Begin
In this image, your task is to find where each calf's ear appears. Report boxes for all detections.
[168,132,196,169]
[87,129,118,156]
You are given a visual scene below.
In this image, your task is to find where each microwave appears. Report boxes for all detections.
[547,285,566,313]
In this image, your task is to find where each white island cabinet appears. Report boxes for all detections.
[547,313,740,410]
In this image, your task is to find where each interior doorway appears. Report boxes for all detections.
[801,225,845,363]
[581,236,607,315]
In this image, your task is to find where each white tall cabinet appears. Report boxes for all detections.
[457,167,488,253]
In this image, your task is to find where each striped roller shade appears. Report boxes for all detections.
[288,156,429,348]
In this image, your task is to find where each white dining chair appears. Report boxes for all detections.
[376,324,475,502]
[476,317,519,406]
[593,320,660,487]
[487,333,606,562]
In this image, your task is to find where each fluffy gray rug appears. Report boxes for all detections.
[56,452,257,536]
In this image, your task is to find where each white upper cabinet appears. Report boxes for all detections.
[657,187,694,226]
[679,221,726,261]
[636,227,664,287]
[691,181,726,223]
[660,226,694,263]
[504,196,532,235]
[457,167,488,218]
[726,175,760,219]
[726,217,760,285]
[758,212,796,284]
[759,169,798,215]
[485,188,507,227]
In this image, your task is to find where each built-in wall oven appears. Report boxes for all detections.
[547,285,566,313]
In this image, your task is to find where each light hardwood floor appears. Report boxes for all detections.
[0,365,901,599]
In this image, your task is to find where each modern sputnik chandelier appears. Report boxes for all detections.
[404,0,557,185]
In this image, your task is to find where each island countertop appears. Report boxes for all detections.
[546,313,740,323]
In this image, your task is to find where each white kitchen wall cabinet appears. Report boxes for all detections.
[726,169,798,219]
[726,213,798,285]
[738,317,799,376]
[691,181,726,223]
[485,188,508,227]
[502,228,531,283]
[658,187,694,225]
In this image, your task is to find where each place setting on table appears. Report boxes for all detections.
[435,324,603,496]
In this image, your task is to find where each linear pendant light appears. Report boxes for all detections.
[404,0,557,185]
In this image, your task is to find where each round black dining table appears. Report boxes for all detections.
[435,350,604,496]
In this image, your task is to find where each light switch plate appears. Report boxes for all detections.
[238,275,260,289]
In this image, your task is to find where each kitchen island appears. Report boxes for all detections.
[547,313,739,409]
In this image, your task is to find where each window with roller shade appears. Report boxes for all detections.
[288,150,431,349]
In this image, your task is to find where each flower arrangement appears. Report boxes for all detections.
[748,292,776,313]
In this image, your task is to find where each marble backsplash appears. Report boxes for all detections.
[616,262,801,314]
End
WHAT IS REQUIRED
Rewrite all of the lines above, changing every "your task is to" to "you need to" and leaving everything else unchanged.

FINAL RESULT
In this image, you need to find where each calf's ear appears. Report boxes for all detections.
[168,132,196,169]
[87,129,118,156]
You are given a visual scene below.
In this image, you need to find where each microwave appears. Report boxes for all detections.
[547,285,566,313]
In this image, you need to find where each white island cabinet appears. Report boxes for all detections.
[547,313,740,410]
In this image, you need to find where each interior doorway appears. Report boxes for all detections.
[801,225,845,363]
[581,236,607,315]
In this image, you need to find where each white tall cabinet appears. Report boxes for all detections.
[457,167,488,253]
In this image, you need to find where each striped roller shade appears. Report boxes for all detections.
[288,156,429,348]
In this image, you need to find where each white dining chair appears. Report boxes for all detections.
[376,324,475,502]
[476,317,519,406]
[593,320,660,487]
[487,333,606,562]
In this image, you need to find where each fluffy gray rug appears. Report boxes for all detections.
[56,452,257,536]
In this image, you need to find where each white upper cabinet appears. Report boxes for all detections.
[657,187,694,226]
[679,221,726,261]
[636,227,664,287]
[691,181,726,223]
[660,226,694,263]
[504,196,532,235]
[457,167,488,218]
[726,175,760,219]
[726,217,760,285]
[758,212,796,284]
[759,169,798,215]
[485,188,507,227]
In this image, you need to find where each built-in wall oven appears. Report boxes for all detections.
[547,285,566,313]
In this image, you need to find where each light hardwood floor appears. Report boxes for all detections.
[0,365,901,599]
In this image, you need to find where each modern sputnik chandelier appears. Report boxes for all detections.
[404,0,557,185]
In this image, you need to find where each island countertop appears. Report boxes for all detections.
[546,313,740,323]
In this image, you need to find where each white kitchen wall cabinet appears. Report boxes for all detections.
[726,169,798,219]
[726,213,798,285]
[738,317,799,376]
[691,181,726,223]
[485,188,508,227]
[502,228,531,283]
[658,187,694,225]
In this image, you need to find where each place setting on table appears. Report boxes for all detections.
[435,324,603,496]
In this image, you need to find where each linear pendant light appears. Report boxes for all detections.
[404,0,557,185]
In this image, you need to find where each round black dining table appears. Report boxes for all detections.
[435,350,604,496]
In this image, you need to find where each light switch plate appears. Report boxes for all detections.
[238,275,260,289]
In this image, you need to find where each kitchen island appears. Report boxes for all detections.
[547,313,739,409]
In this image, you need to find where each window with roller shade appears. Report boxes for all detections.
[288,150,431,349]
In this image, you need to find where each flower arrangement appears. Report boxes for all detections.
[748,292,776,313]
In this image, you need to find where each marble backsplash appears. Report boxes for all detections.
[616,262,801,314]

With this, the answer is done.